* [Goal]:
Swap "halter strap" for "lead rope" in the rows from the line with "Plain rules. Mark every instance of the horse's rump" up to and including the line with "x=340 y=139". Give only those lines, with everything else unchanged.

┏━━

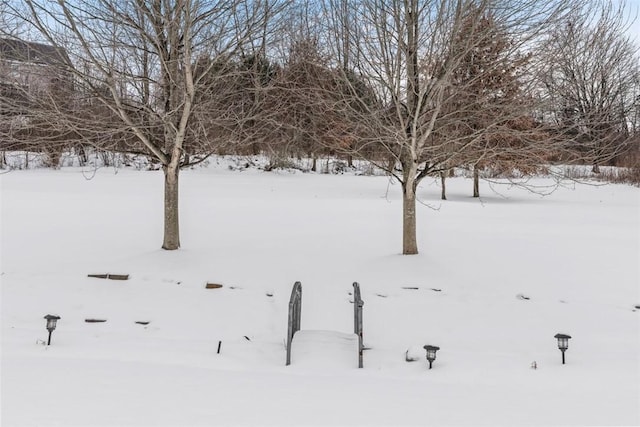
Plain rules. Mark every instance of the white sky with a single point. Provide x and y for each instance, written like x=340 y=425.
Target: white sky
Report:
x=634 y=11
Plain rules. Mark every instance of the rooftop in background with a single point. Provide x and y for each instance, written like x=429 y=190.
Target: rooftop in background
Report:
x=36 y=53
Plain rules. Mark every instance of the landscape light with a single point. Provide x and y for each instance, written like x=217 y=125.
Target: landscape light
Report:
x=431 y=353
x=563 y=343
x=51 y=324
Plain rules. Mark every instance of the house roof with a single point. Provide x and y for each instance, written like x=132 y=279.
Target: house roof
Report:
x=36 y=53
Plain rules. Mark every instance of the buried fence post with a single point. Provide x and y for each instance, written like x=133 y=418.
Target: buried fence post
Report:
x=357 y=320
x=295 y=311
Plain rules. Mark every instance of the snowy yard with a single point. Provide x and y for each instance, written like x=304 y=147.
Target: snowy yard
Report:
x=496 y=279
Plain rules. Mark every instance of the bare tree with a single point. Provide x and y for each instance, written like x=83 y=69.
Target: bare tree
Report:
x=141 y=60
x=591 y=75
x=408 y=51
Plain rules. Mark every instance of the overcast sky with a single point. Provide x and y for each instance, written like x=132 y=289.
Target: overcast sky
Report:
x=634 y=12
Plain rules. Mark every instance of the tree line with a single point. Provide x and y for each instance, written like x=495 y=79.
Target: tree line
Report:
x=416 y=87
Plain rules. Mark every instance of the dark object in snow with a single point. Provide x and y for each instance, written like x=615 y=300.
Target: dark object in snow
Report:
x=295 y=313
x=51 y=324
x=563 y=343
x=408 y=358
x=431 y=353
x=110 y=276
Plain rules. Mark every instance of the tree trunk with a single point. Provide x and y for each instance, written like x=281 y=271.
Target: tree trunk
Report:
x=409 y=241
x=476 y=181
x=443 y=177
x=171 y=222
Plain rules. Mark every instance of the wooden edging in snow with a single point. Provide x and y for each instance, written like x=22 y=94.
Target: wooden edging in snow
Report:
x=109 y=276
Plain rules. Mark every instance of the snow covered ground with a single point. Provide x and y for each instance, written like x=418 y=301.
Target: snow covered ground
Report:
x=496 y=279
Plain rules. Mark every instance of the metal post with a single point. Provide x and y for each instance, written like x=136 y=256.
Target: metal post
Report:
x=295 y=314
x=357 y=321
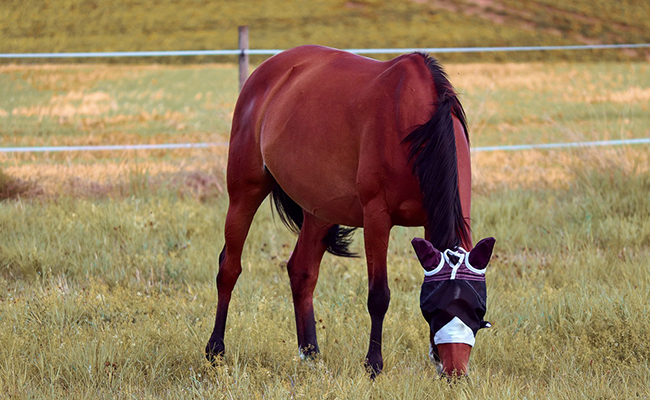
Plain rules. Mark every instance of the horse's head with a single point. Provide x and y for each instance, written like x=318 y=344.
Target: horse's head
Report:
x=453 y=301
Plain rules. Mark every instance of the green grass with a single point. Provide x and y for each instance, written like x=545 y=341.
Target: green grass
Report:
x=108 y=260
x=89 y=25
x=116 y=298
x=536 y=103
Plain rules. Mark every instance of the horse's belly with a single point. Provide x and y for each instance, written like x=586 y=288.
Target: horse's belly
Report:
x=326 y=193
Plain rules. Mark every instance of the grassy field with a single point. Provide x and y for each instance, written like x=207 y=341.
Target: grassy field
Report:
x=108 y=260
x=132 y=25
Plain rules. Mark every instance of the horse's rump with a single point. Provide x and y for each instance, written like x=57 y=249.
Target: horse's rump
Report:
x=331 y=129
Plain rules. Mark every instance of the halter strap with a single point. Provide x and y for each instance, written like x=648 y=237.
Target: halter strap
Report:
x=449 y=270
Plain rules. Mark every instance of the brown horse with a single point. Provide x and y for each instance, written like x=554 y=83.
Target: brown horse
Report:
x=340 y=139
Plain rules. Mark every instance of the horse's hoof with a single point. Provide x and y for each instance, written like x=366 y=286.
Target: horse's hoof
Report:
x=214 y=352
x=309 y=353
x=374 y=368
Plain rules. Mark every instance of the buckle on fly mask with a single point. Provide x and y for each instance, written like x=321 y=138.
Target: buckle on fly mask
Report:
x=453 y=297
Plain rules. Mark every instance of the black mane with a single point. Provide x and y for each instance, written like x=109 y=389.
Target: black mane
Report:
x=433 y=153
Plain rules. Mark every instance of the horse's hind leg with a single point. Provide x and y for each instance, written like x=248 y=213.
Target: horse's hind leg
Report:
x=303 y=270
x=245 y=198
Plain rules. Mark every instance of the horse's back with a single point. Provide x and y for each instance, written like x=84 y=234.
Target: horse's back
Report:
x=329 y=127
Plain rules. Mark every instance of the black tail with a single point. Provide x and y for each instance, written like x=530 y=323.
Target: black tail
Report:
x=337 y=239
x=433 y=152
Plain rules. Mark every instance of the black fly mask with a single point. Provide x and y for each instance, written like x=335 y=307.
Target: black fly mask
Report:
x=453 y=298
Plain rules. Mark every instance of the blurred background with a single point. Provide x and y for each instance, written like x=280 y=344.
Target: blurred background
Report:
x=137 y=25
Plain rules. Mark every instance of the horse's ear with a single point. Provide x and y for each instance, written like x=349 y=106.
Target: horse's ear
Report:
x=481 y=253
x=428 y=255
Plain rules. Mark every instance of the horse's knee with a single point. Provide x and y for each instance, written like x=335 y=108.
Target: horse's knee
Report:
x=378 y=300
x=303 y=280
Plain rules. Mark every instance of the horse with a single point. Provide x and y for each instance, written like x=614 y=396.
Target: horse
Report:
x=340 y=142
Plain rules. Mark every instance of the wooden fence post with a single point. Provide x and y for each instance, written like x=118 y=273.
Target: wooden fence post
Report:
x=243 y=55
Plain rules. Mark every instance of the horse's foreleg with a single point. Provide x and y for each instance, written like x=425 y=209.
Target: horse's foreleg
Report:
x=377 y=226
x=303 y=270
x=241 y=210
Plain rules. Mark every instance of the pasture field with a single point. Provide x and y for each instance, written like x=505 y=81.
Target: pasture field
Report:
x=134 y=25
x=108 y=259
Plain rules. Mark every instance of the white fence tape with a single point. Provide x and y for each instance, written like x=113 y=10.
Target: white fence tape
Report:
x=356 y=51
x=223 y=144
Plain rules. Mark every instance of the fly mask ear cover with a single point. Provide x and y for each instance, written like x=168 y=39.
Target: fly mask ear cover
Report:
x=453 y=297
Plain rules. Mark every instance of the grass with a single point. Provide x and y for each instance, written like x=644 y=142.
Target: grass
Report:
x=89 y=25
x=107 y=263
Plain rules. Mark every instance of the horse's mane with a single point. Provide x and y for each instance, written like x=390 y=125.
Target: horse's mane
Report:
x=433 y=152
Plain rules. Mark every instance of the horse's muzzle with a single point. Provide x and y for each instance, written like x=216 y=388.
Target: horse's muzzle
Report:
x=454 y=358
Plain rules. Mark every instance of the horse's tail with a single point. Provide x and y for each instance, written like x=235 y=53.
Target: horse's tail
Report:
x=433 y=152
x=337 y=239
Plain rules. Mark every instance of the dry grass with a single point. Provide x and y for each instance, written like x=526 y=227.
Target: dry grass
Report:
x=107 y=270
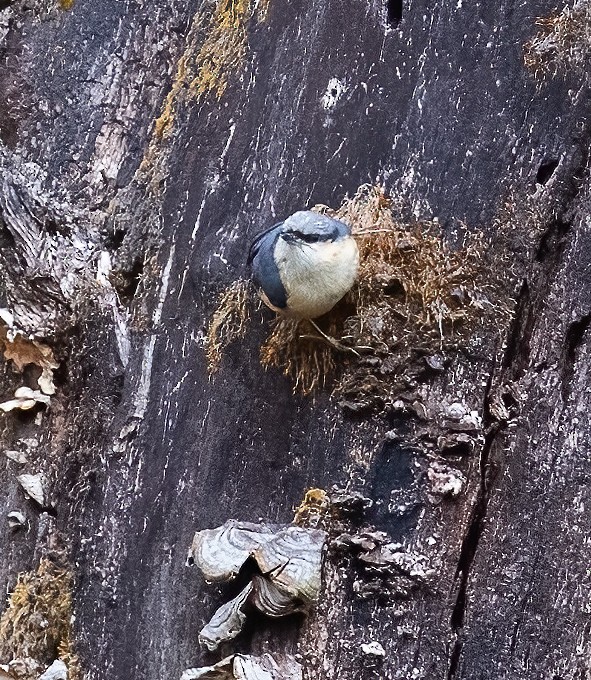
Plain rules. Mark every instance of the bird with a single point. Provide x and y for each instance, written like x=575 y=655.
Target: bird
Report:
x=303 y=266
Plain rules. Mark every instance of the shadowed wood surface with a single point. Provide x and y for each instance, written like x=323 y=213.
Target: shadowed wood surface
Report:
x=117 y=235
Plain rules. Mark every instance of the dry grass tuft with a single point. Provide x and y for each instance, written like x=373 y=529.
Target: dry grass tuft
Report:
x=38 y=621
x=563 y=42
x=306 y=361
x=410 y=280
x=413 y=291
x=228 y=323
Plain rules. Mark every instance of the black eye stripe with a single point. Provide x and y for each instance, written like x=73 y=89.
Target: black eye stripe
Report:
x=313 y=238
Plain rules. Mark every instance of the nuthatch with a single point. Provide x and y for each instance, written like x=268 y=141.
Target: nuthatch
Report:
x=303 y=266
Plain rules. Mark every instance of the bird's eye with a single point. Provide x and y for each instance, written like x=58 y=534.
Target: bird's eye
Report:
x=308 y=238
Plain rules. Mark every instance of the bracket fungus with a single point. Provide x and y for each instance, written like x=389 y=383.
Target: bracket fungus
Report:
x=247 y=667
x=289 y=560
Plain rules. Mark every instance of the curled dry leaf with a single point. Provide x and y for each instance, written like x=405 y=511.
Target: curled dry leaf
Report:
x=24 y=399
x=22 y=351
x=221 y=552
x=247 y=667
x=226 y=623
x=289 y=560
x=57 y=671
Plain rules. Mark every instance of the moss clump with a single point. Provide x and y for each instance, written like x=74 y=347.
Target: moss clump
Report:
x=299 y=353
x=208 y=63
x=37 y=623
x=228 y=323
x=410 y=281
x=413 y=291
x=563 y=43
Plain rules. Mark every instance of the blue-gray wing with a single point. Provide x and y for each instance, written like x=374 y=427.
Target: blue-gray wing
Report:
x=265 y=274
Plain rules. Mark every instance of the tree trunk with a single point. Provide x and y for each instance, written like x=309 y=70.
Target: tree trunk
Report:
x=143 y=145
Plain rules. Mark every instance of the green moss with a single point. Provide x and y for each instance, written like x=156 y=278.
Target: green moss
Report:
x=37 y=623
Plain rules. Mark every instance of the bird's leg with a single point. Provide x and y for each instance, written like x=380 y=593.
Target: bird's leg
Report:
x=333 y=342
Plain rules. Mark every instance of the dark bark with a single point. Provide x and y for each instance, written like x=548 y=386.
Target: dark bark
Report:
x=141 y=448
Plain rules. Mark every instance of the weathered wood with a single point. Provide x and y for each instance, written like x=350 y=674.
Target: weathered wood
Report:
x=142 y=148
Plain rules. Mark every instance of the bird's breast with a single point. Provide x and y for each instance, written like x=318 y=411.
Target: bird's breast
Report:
x=316 y=276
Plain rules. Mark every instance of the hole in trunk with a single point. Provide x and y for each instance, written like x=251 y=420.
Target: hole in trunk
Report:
x=394 y=9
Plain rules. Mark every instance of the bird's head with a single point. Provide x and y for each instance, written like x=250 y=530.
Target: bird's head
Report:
x=306 y=228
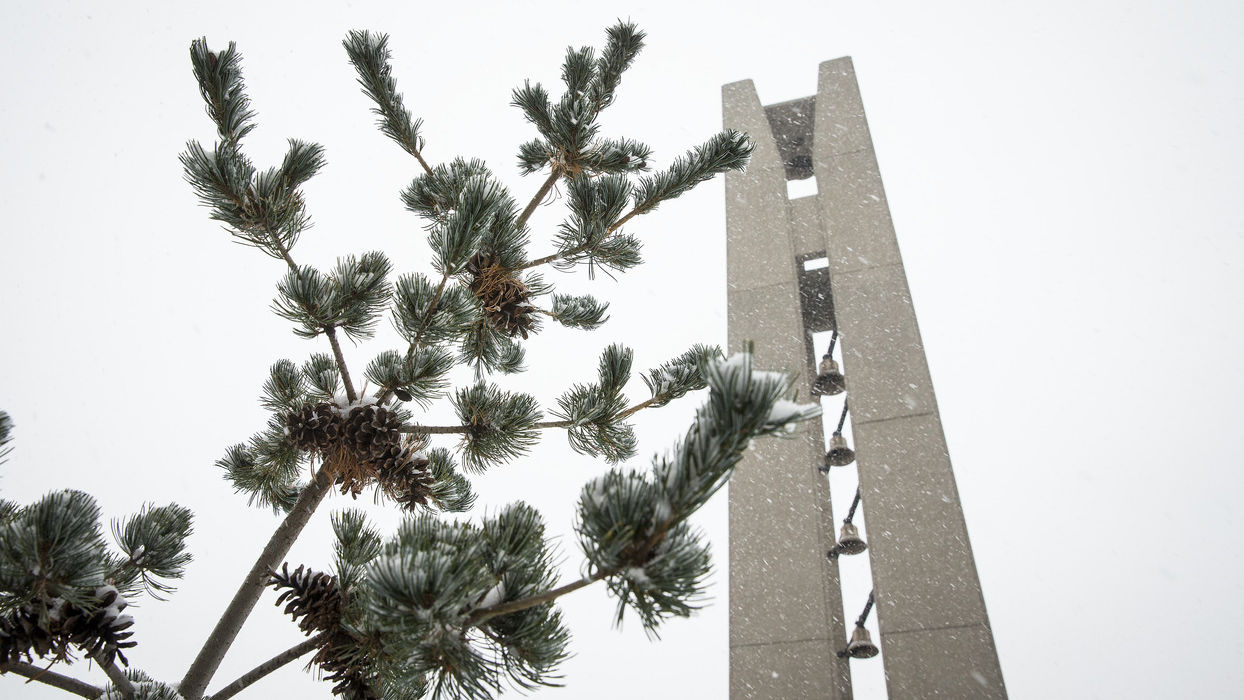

┗━━

* [Solution for this task]:
Plain rules. Mark every instance of the horse's rump with a single point. Provide x and y for each instance, written like x=57 y=249.
Target: horse's rump
Report:
x=331 y=129
Plain rules. Mark every instance of the lead rope with a single point. Provide x and y for each instance, written like x=648 y=237.
Target: lead rope
Report:
x=449 y=270
Plain rules. Mark every instance of the brown horse with a single point. Provide x and y for each instance, written like x=554 y=83.
Target: brown horse
Report:
x=340 y=139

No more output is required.